• **Task**: Please copy every one of the following rows word for word.

[start Working data]

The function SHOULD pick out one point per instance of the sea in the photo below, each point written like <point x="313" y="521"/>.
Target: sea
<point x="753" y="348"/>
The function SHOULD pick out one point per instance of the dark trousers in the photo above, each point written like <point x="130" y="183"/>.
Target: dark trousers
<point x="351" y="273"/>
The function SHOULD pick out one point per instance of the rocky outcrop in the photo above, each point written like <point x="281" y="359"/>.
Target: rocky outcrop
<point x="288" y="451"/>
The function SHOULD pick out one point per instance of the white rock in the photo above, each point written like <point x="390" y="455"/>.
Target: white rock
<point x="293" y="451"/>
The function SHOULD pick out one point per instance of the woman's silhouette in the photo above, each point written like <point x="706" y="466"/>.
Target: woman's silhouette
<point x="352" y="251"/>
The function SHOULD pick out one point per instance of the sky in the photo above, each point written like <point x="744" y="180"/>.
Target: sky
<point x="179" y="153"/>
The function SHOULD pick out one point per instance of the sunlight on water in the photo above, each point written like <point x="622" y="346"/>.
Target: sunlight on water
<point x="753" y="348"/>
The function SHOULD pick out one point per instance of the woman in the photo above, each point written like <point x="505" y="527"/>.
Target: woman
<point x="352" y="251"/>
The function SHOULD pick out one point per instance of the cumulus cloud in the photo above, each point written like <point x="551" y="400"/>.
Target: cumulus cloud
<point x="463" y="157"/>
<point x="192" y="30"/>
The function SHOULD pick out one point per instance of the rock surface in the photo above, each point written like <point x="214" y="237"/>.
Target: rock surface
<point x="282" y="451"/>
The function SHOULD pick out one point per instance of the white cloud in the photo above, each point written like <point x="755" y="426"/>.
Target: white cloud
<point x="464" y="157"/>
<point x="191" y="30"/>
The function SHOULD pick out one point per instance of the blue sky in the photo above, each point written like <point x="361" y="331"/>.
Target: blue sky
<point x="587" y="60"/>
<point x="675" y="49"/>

[end Working data]

• **Right answer**:
The function SHOULD pick out one point per instance of the sea in the photo below, each point written like <point x="313" y="521"/>.
Target: sea
<point x="753" y="348"/>
The function SHOULD pick out one point per instance of the dark trousers in the photo above, each point written like <point x="130" y="183"/>.
Target: dark trousers
<point x="351" y="273"/>
The function SHOULD pick out one point per instance of the rocky outcrop in the photo above, each point written like <point x="281" y="359"/>.
Target: rocky outcrop
<point x="288" y="451"/>
The function SHOULD pick out one point per instance of the white rock in the photo above, each point written like <point x="390" y="455"/>.
Target: white rock
<point x="293" y="451"/>
The function SHOULD pick out one point per instance of the woman's silhouette in the photo above, each point written like <point x="706" y="466"/>.
Target: woman's silhouette
<point x="352" y="251"/>
The function SHOULD pick out one point per instance of the sky in the photo above, each point written like <point x="744" y="180"/>.
Target: sky
<point x="179" y="153"/>
The function SHOULD pick out one point per instance of the sunlight on water in the photo above, each point written like <point x="622" y="346"/>.
Target: sunlight on water
<point x="753" y="348"/>
The function SHOULD pick out one point per instance of the woman in the photo above, each point written like <point x="505" y="527"/>.
Target: woman
<point x="352" y="251"/>
The function SHOULD pick out one point per instance of the cumulus cloud in the photo above, each point written like <point x="551" y="400"/>.
Target: cumulus cloud
<point x="463" y="157"/>
<point x="192" y="30"/>
The function SHOULD pick out one point per instance of the rock surface in the photo above, each point written like <point x="214" y="237"/>.
Target: rock surface
<point x="282" y="451"/>
The function SHOULD pick out one point per instance of the white cloud in the photo above, each point written like <point x="755" y="426"/>.
Target: white cloud
<point x="464" y="157"/>
<point x="191" y="30"/>
The function SHOULD pick out one point per instance of the blue sky in the photo above, each point written like <point x="361" y="331"/>.
Target: blue sky
<point x="587" y="60"/>
<point x="675" y="49"/>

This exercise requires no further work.